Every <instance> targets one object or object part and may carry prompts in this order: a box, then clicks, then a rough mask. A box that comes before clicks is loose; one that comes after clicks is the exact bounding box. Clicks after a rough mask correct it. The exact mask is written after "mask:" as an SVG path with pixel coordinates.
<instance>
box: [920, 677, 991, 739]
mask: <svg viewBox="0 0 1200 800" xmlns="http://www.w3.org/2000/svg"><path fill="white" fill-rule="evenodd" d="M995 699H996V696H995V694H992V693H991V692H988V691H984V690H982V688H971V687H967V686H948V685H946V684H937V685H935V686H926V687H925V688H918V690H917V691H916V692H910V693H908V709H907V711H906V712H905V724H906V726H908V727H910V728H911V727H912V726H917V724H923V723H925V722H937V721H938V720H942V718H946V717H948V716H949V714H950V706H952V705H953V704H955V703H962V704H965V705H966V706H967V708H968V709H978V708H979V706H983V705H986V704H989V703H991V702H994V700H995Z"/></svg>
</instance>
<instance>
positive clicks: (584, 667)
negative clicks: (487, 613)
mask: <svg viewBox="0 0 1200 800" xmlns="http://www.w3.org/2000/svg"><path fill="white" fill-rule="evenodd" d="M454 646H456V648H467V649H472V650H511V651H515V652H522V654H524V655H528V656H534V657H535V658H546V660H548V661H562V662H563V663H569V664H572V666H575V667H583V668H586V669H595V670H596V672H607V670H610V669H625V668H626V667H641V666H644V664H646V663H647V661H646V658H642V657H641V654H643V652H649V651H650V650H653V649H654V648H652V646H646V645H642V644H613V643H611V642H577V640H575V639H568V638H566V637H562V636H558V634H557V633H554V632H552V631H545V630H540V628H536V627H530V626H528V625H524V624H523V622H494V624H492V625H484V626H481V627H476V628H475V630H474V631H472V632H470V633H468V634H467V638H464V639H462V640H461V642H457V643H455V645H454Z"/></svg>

====

What you have to do:
The complete material above is to be retyped word for word.

Response for this exercise:
Every <instance> targets one object or object part and may carry prompts in this order: a box, then clicks, then a rough mask. A box that comes before clicks is loose; one that comes after clicks is the exact bounding box. Clicks after a rough mask correct it. The exact mask is written after "mask:" as an SVG path with pixel coordinates.
<instance>
box: [920, 677, 991, 739]
mask: <svg viewBox="0 0 1200 800" xmlns="http://www.w3.org/2000/svg"><path fill="white" fill-rule="evenodd" d="M995 699H996V696H995V694H992V693H991V692H988V691H984V690H982V688H971V687H967V686H948V685H946V684H937V685H935V686H926V687H925V688H918V690H917V691H916V692H910V693H908V709H907V711H906V712H905V724H906V726H908V727H910V728H911V727H912V726H917V724H923V723H925V722H937V721H938V720H942V718H946V717H948V716H949V714H950V706H952V705H953V704H955V703H962V704H965V705H966V706H967V708H968V709H978V708H979V706H983V705H986V704H989V703H991V702H994V700H995Z"/></svg>
</instance>
<instance>
positive clicks: (584, 667)
negative clicks: (487, 613)
mask: <svg viewBox="0 0 1200 800" xmlns="http://www.w3.org/2000/svg"><path fill="white" fill-rule="evenodd" d="M454 646H456V648H467V649H472V650H511V651H515V652H522V654H524V655H528V656H534V657H535V658H546V660H548V661H562V662H563V663H569V664H572V666H575V667H583V668H586V669H595V670H596V672H607V670H610V669H625V668H626V667H641V666H644V664H646V663H647V661H646V658H642V657H641V654H643V652H649V651H650V650H653V649H654V648H652V646H646V645H642V644H613V643H611V642H577V640H575V639H568V638H566V637H562V636H558V634H557V633H554V632H552V631H545V630H540V628H536V627H530V626H528V625H524V624H523V622H494V624H492V625H484V626H481V627H476V628H475V630H474V631H472V632H470V633H468V634H467V638H464V639H462V640H461V642H457V643H455V645H454Z"/></svg>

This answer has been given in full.